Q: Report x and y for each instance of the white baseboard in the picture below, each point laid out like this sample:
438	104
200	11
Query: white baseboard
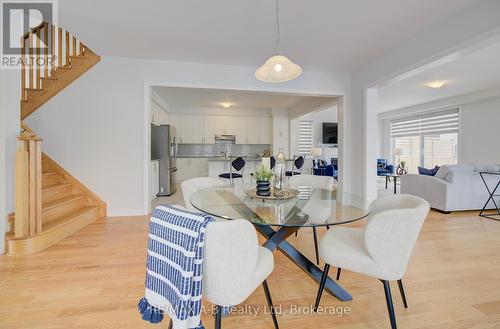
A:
126	212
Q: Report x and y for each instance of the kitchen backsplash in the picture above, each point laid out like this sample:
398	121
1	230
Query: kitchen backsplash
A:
213	150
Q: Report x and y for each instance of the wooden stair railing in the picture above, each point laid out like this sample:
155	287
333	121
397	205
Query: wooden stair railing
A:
28	207
50	203
48	54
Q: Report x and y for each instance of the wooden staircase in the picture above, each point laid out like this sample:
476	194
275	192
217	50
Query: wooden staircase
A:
50	203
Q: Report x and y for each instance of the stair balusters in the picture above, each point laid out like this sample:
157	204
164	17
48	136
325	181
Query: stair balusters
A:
28	207
43	51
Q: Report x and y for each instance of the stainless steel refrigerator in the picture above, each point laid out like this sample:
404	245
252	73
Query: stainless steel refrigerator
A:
164	149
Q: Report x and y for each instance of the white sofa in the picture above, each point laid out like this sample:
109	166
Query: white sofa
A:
453	188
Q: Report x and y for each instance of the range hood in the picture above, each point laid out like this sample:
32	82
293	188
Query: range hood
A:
225	138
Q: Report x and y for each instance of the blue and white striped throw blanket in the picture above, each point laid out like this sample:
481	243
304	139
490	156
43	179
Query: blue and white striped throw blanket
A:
174	267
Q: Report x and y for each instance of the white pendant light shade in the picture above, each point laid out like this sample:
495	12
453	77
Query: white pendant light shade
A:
278	69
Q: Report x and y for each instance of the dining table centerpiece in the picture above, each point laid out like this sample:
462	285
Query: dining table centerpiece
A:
263	176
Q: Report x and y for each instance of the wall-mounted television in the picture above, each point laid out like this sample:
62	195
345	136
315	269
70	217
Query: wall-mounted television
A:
330	133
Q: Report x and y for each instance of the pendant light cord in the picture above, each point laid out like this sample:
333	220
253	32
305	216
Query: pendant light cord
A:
277	29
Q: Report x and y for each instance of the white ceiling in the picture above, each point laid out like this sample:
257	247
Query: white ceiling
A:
328	35
478	70
211	98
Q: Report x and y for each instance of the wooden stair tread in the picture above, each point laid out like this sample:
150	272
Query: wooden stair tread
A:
49	173
60	201
66	218
54	186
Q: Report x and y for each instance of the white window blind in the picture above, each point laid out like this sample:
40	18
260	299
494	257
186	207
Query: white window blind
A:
433	123
305	137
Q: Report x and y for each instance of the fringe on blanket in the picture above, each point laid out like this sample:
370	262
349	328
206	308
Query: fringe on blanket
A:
154	314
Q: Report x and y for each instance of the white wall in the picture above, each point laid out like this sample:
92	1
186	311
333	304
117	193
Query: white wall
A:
280	132
480	132
98	127
9	130
159	110
448	39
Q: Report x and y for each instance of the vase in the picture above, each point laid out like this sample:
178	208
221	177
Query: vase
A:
263	188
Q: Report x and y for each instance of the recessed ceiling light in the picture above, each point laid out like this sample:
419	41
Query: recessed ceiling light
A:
436	83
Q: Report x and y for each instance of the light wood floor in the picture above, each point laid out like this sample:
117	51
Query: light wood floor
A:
94	278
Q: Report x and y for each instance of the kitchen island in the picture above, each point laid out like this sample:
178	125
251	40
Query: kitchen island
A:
220	165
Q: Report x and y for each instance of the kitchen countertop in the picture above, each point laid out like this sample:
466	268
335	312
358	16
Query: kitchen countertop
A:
224	159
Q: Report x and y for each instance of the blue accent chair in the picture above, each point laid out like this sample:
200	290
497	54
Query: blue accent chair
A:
383	168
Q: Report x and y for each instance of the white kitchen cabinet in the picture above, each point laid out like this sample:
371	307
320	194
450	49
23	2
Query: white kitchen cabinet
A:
188	168
241	130
210	129
183	169
253	130
201	129
199	167
176	121
225	125
264	131
192	129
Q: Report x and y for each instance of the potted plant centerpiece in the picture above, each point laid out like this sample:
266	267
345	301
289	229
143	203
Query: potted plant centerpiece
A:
263	175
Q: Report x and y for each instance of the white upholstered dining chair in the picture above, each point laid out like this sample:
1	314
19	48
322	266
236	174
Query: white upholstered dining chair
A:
190	186
381	249
234	266
324	182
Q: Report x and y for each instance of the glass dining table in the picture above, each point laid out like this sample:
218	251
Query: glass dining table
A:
277	219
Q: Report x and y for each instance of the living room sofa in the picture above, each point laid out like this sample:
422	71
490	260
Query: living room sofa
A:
453	188
384	168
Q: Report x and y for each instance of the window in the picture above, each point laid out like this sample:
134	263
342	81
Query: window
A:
305	137
427	139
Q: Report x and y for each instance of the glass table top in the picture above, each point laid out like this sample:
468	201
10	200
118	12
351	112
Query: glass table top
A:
312	206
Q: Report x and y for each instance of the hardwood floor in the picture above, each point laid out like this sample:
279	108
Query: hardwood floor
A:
94	278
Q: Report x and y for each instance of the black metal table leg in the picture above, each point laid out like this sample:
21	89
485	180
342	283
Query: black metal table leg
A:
491	197
276	240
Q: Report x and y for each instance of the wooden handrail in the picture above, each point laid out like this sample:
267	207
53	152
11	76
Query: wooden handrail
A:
28	208
36	28
36	62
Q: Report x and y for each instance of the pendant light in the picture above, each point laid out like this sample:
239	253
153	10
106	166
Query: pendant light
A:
278	68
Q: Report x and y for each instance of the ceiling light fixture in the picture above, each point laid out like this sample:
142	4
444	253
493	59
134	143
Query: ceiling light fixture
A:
436	84
278	68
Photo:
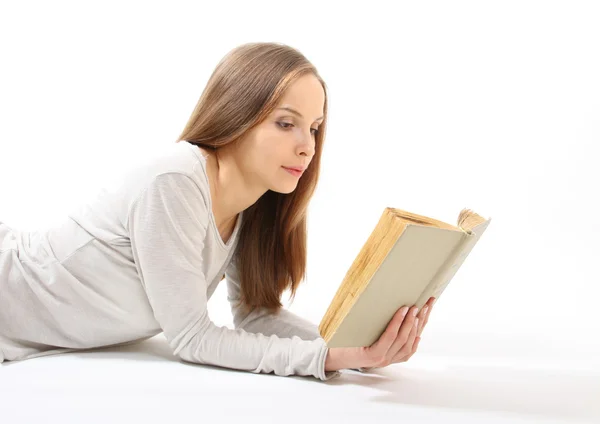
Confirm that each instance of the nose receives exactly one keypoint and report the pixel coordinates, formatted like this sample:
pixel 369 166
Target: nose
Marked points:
pixel 306 146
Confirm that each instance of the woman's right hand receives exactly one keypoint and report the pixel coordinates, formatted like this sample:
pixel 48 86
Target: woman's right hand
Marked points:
pixel 397 344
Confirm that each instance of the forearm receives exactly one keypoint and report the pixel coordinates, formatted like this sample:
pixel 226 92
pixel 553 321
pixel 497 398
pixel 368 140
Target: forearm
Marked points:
pixel 344 358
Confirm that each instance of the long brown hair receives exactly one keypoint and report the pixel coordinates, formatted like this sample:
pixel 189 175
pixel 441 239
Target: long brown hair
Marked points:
pixel 242 91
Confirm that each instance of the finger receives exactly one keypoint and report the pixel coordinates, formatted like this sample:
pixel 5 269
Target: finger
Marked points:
pixel 403 333
pixel 422 317
pixel 406 350
pixel 414 349
pixel 385 341
pixel 425 319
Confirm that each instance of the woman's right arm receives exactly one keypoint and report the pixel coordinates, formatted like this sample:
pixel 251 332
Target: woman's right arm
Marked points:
pixel 167 224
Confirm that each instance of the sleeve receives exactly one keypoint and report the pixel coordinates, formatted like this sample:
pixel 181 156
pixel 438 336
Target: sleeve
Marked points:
pixel 284 323
pixel 167 225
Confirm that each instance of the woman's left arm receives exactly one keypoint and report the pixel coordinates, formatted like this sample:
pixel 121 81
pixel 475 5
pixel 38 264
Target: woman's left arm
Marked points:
pixel 282 323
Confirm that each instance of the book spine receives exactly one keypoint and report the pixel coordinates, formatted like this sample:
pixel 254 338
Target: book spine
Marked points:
pixel 447 270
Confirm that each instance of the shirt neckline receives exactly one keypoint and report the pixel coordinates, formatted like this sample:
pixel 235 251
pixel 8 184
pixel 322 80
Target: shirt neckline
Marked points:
pixel 212 219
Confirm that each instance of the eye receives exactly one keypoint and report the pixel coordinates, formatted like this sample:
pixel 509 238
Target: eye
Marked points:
pixel 281 124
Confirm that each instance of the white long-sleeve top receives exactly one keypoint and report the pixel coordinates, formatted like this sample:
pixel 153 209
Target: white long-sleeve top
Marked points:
pixel 143 257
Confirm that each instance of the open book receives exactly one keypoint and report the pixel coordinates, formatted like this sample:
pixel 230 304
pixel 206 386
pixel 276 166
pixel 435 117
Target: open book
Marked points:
pixel 407 259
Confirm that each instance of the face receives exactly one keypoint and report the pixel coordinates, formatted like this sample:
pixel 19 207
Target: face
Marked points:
pixel 285 139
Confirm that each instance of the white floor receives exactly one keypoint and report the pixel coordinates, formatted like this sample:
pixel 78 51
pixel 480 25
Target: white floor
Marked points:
pixel 146 383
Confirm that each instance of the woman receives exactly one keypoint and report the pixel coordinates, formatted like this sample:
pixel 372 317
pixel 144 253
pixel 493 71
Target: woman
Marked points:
pixel 227 200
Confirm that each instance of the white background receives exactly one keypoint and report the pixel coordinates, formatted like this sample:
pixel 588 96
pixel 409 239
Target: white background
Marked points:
pixel 434 106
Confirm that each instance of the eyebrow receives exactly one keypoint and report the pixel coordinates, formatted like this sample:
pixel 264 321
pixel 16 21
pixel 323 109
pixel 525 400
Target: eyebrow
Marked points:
pixel 295 112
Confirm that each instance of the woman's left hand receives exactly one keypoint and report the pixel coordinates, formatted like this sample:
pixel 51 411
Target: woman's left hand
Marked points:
pixel 423 316
pixel 414 337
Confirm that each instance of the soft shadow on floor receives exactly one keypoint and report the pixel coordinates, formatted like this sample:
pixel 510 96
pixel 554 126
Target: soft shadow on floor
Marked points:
pixel 559 394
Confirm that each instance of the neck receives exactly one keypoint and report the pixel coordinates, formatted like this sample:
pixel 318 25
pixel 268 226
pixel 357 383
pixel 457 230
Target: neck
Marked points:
pixel 231 190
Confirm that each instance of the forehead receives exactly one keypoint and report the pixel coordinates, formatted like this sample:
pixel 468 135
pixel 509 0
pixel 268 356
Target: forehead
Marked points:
pixel 306 95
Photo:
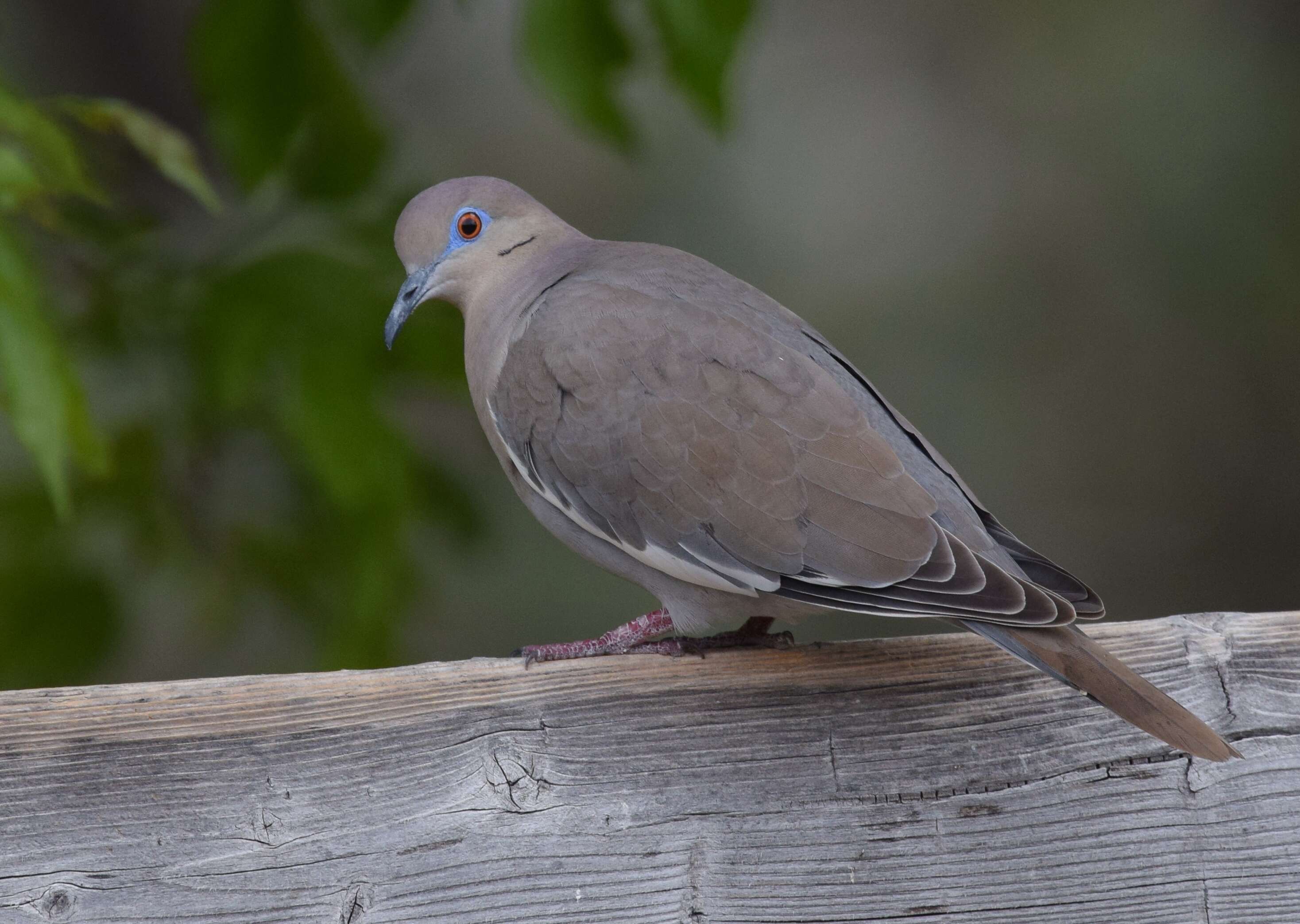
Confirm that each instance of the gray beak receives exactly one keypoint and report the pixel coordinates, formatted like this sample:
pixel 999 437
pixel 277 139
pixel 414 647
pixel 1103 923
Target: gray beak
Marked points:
pixel 414 291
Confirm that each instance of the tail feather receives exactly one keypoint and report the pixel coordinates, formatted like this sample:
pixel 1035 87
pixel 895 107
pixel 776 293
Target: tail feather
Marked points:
pixel 1069 655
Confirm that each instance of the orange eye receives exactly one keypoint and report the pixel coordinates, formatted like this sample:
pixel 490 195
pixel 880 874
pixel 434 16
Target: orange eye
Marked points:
pixel 470 225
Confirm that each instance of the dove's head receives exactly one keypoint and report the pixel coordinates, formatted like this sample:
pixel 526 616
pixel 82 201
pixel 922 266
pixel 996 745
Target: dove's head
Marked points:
pixel 463 236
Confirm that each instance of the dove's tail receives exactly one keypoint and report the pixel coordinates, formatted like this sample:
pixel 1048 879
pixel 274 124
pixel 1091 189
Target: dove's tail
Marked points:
pixel 1069 655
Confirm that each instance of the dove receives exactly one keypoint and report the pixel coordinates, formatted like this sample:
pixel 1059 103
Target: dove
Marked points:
pixel 684 431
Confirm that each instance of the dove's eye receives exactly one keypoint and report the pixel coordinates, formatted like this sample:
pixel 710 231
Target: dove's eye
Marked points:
pixel 470 225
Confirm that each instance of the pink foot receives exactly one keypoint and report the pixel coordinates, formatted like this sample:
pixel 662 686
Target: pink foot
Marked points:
pixel 636 638
pixel 614 642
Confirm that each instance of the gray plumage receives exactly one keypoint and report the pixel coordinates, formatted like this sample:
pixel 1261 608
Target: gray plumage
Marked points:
pixel 684 431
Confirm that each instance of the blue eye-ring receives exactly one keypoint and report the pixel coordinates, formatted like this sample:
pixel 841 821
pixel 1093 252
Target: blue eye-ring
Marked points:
pixel 468 224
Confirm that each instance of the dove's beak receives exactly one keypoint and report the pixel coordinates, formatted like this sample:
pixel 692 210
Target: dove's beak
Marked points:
pixel 415 291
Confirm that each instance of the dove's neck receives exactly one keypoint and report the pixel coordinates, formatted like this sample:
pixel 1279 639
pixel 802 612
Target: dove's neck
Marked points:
pixel 496 310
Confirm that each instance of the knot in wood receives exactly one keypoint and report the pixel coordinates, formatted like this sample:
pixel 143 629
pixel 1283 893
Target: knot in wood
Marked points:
pixel 56 904
pixel 517 779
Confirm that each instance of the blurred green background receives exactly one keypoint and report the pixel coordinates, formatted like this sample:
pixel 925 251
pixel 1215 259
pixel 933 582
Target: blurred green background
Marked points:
pixel 1063 238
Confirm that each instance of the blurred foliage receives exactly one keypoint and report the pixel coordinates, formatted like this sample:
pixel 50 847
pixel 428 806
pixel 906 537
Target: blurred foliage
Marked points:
pixel 581 52
pixel 251 345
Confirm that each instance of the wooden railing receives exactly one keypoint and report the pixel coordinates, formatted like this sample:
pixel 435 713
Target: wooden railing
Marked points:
pixel 929 780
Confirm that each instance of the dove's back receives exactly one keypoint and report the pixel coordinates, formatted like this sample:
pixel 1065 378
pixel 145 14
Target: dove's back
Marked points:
pixel 712 446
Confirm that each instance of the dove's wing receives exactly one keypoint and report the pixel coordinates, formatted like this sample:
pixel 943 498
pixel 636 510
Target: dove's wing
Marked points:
pixel 713 452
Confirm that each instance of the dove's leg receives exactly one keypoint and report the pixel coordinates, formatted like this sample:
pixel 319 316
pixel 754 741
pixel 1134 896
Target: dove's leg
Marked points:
pixel 636 637
pixel 614 642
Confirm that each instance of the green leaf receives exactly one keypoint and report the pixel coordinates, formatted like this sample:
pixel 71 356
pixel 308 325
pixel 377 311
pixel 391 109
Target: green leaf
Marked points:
pixel 19 181
pixel 59 622
pixel 372 21
pixel 341 147
pixel 579 52
pixel 45 402
pixel 162 145
pixel 700 39
pixel 279 98
pixel 50 150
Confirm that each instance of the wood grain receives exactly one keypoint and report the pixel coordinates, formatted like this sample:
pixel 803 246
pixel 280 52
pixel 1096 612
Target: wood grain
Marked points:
pixel 930 780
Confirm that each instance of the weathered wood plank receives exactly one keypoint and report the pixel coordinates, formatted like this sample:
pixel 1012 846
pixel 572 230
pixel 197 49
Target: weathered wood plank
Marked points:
pixel 924 779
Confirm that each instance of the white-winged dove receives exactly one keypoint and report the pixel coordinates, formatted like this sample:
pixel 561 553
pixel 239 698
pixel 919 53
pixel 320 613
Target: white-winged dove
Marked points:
pixel 684 431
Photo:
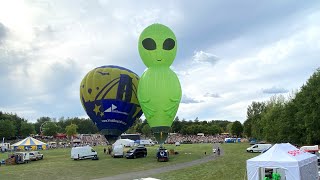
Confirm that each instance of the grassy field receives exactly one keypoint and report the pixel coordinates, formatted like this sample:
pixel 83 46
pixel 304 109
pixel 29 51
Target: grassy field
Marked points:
pixel 230 166
pixel 57 163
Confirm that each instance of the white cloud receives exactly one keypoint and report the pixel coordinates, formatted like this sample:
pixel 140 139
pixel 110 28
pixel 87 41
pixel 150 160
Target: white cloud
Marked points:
pixel 275 90
pixel 189 100
pixel 201 57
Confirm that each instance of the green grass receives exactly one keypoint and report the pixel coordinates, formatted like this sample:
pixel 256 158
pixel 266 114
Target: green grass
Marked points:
pixel 57 163
pixel 230 166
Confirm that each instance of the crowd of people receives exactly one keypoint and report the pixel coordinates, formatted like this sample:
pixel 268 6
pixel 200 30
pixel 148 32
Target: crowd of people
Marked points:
pixel 175 137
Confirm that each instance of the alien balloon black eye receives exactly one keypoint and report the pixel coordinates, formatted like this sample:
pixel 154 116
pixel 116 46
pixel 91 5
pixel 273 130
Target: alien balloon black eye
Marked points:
pixel 168 44
pixel 149 44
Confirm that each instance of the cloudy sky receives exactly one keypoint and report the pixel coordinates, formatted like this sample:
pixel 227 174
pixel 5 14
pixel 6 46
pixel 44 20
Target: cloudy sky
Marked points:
pixel 229 53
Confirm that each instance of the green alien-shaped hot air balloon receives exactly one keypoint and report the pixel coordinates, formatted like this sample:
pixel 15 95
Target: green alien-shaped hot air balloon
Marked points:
pixel 159 90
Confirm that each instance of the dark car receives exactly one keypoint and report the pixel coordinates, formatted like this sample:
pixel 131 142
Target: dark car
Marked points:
pixel 137 152
pixel 163 155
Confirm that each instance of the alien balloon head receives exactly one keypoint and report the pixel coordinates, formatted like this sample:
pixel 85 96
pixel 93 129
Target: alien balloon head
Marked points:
pixel 157 46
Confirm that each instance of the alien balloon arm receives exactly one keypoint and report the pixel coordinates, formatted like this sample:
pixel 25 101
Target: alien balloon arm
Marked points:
pixel 149 111
pixel 174 99
pixel 171 110
pixel 145 100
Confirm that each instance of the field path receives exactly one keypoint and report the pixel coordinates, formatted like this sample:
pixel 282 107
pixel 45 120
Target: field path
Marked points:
pixel 148 173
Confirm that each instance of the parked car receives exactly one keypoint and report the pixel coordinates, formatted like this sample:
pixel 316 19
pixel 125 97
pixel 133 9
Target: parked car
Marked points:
pixel 33 156
pixel 163 155
pixel 137 152
pixel 117 151
pixel 258 147
pixel 85 152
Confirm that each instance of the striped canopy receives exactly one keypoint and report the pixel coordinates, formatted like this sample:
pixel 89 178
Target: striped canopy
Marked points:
pixel 30 142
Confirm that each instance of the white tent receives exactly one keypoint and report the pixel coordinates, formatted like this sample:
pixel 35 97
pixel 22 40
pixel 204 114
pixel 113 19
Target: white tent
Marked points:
pixel 287 160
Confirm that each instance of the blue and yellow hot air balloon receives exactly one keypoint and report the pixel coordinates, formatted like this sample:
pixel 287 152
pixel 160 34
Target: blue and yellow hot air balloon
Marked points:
pixel 109 96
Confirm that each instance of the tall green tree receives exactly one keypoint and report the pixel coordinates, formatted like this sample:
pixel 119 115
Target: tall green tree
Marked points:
pixel 146 130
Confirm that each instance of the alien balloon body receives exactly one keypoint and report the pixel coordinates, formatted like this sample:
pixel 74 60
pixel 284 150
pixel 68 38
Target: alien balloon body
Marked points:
pixel 159 90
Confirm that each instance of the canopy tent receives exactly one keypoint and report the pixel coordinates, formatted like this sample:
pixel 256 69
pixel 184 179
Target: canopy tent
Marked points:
pixel 30 143
pixel 287 160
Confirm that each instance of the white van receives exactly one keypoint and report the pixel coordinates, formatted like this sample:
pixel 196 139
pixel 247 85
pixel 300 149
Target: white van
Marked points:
pixel 146 142
pixel 258 147
pixel 85 152
pixel 117 151
pixel 124 142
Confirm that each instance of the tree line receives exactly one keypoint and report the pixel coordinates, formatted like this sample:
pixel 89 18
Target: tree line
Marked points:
pixel 13 126
pixel 294 119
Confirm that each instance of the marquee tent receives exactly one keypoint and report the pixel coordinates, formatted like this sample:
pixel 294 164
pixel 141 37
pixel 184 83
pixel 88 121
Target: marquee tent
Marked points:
pixel 30 143
pixel 286 160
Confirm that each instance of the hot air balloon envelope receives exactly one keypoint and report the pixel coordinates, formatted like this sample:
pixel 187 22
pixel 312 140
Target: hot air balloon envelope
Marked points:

# # # # #

- _Assignment_
The response must consist solely of the number of lines in the listing above that contain "tent".

- _Result for this exercise_
6